• Text shown:
Belmont Club

The Last to Know

Foreign Policy’s Cable reports that “the State Department has begun coordinating with Syria’s neighbors to prepare for the handling of President Bashar al-Assad’s extensive weapons of mass destruction if and when his regime collapses, The Cable has learned.”


This week, the State Department sent a diplomatic demarche to Syria’s neighbors Iraq, Jordan, Lebanon, and Saudi Arabia, warning them about the possibility of Syria’s WMDs crossing their borders and offering U.S. government help in dealing with the problem, three Obama administration officials confirmed to The Cable. For concerned parties both inside and outside the U.S. government, the demarche signifies that the United States is increasingly developing plans to deal with the dangers of a post-Assad Syria — while simultaneously highlighting the lack of planning for how to directly bring about Assad’s downfall. …

The State Department declined to provide access to any officials to discuss the private diplomatic communication on the record, such as the author of the demarche Assistant Secretary of State for International Security and Nonproliferation Tom Countryman. In a meeting with reporters earlier this year, Countryman expressed confidence that the United States knows where Syria’s WMD stockpiles are, but warned that they could become a very serious security issue for Syria and the region going forward.

• Recorded data:
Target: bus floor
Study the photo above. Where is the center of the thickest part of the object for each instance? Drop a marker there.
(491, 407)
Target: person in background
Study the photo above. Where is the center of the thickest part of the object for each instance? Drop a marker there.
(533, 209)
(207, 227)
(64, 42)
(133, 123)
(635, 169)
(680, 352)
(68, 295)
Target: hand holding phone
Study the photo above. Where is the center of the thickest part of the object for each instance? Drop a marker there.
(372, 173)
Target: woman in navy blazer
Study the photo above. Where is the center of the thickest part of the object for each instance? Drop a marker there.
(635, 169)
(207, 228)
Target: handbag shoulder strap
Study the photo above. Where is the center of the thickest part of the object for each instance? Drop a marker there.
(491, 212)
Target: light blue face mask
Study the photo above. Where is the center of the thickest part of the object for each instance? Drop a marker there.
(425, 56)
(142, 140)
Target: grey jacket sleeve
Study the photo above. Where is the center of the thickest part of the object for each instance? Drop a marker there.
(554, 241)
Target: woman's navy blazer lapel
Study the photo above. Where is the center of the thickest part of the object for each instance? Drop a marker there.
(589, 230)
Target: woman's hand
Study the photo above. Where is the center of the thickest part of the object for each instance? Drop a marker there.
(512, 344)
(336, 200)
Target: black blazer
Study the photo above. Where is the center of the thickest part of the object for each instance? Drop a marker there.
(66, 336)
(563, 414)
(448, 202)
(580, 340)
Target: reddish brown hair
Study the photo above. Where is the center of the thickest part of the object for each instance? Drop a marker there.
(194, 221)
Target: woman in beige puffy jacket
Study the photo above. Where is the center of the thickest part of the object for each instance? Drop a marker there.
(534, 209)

---

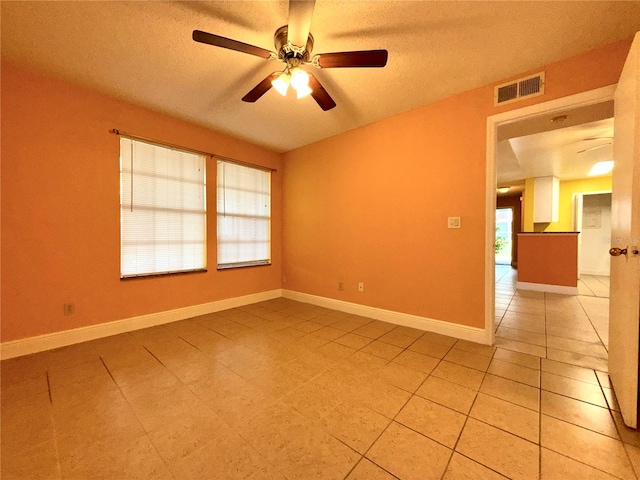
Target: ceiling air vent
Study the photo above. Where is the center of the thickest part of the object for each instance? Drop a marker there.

• Required actions:
a - In the Syria post, which four countries received the State Department's demarche?
b - Please copy the stretch of the Syria post from "The State Department declined" through "region going forward.", keeping every word and mark unchanged.
Work only from the Syria post, not the entries.

• Answers to the exercises:
a - Iraq, Jordan, Lebanon, and Saudi Arabia.

b -
The State Department declined to provide access to any officials to discuss the private diplomatic communication on the record, such as the author of the demarche Assistant Secretary of State for International Security and Nonproliferation Tom Countryman. In a meeting with reporters earlier this year, Countryman expressed confidence that the United States knows where Syria’s WMD stockpiles are, but warned that they could become a very serious security issue for Syria and the region going forward.